*** SUPPLIED MATERIAL Section Begins ***

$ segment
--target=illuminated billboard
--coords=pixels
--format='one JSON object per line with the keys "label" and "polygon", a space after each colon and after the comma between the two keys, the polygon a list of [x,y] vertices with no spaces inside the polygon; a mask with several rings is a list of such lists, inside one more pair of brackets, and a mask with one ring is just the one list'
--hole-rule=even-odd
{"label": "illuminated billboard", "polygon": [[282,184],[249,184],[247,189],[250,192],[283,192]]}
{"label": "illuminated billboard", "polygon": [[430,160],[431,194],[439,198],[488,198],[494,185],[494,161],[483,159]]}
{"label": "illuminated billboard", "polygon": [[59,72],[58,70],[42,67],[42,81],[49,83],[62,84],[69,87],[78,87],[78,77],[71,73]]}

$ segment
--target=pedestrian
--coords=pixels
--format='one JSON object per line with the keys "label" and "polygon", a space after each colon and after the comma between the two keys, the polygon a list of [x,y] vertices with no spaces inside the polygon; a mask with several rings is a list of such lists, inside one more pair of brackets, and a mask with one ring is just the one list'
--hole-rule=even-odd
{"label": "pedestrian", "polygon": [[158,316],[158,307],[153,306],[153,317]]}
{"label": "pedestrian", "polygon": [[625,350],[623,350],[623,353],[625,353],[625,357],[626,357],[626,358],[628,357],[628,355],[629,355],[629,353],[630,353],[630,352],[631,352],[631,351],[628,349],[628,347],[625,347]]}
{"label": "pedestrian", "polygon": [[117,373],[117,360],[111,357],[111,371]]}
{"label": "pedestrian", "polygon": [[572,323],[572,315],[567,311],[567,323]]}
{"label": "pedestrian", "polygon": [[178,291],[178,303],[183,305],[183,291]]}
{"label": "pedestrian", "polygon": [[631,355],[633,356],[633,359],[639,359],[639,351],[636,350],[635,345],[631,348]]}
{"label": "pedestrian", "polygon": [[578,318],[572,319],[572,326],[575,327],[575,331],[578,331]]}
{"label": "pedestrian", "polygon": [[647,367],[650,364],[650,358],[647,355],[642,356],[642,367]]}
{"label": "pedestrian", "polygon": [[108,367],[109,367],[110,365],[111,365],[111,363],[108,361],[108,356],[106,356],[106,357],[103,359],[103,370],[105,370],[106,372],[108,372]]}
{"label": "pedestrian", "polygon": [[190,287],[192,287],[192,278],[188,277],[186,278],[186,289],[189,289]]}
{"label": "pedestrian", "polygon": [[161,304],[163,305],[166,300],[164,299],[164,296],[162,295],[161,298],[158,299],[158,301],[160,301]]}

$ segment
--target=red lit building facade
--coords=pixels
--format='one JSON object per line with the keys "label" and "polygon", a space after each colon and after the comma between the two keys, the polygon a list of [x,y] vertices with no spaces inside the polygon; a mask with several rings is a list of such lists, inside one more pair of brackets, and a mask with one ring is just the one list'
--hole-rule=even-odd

*** SUPPLIED MATERIAL Section Ends ***

*YOUR INSTRUCTIONS:*
Your task is to reproduce all the records above exactly as they appear.

*ANSWER BOX:*
$ segment
--target=illuminated billboard
--coords=pixels
--format='one JSON object per line with the keys "label" and "polygon", a space after each colon and after the comma between the two keys, the polygon a list of [x,y] vertices with no spaces inside the polygon; a mask with several rings is a list of such lists, inside one more pair of brackets, and a mask with one ring is just the one list'
--hole-rule=even-odd
{"label": "illuminated billboard", "polygon": [[282,184],[249,184],[247,189],[250,192],[283,192]]}
{"label": "illuminated billboard", "polygon": [[430,160],[431,194],[439,198],[488,198],[494,185],[494,161],[483,159]]}
{"label": "illuminated billboard", "polygon": [[59,72],[58,70],[42,67],[42,81],[49,83],[62,84],[69,87],[78,87],[78,77],[71,73]]}

$ segment
--target=pedestrian
--coords=pixels
--format='one JSON object per line with the keys "label" and "polygon", a space after each colon and after the comma between the two keys, the polygon a list of [x,y] vertices with no spaces inside the polygon; a mask with several rings is a list of such lists, inside one more pair of brackets, and a mask with one ring is just the one list'
--hole-rule=even-odd
{"label": "pedestrian", "polygon": [[158,316],[158,307],[153,306],[153,317]]}
{"label": "pedestrian", "polygon": [[625,350],[623,350],[623,353],[625,353],[625,357],[626,357],[626,358],[628,357],[628,355],[629,355],[629,353],[630,353],[630,352],[631,352],[631,351],[628,349],[628,347],[625,347]]}
{"label": "pedestrian", "polygon": [[117,373],[117,360],[111,357],[111,371]]}
{"label": "pedestrian", "polygon": [[572,323],[572,315],[567,311],[567,323]]}
{"label": "pedestrian", "polygon": [[178,291],[178,303],[183,305],[183,291]]}
{"label": "pedestrian", "polygon": [[631,355],[633,356],[633,359],[639,359],[639,351],[636,350],[635,345],[631,348]]}
{"label": "pedestrian", "polygon": [[578,318],[572,319],[572,326],[575,327],[575,331],[578,331]]}
{"label": "pedestrian", "polygon": [[647,367],[650,364],[650,358],[647,355],[642,356],[642,367]]}
{"label": "pedestrian", "polygon": [[108,367],[109,367],[110,365],[111,365],[111,363],[108,361],[108,356],[106,356],[106,357],[103,359],[103,370],[105,370],[106,372],[108,372]]}
{"label": "pedestrian", "polygon": [[190,287],[192,287],[192,278],[188,277],[186,278],[186,289],[189,289]]}
{"label": "pedestrian", "polygon": [[161,304],[163,305],[166,300],[164,299],[164,296],[162,295],[161,298],[158,299],[158,301],[160,301]]}

$ segment
--target=red lit building facade
--coords=pixels
--format='one JSON object per line with the keys "label" and "polygon", a space after each colon and after the comma between the two keys, the polygon a list of [x,y] vertices with no spaces inside the polygon; a mask with several rings is a list of such lists, inside one more pair of brackets, and a mask with one ring is just the one list'
--hole-rule=even-odd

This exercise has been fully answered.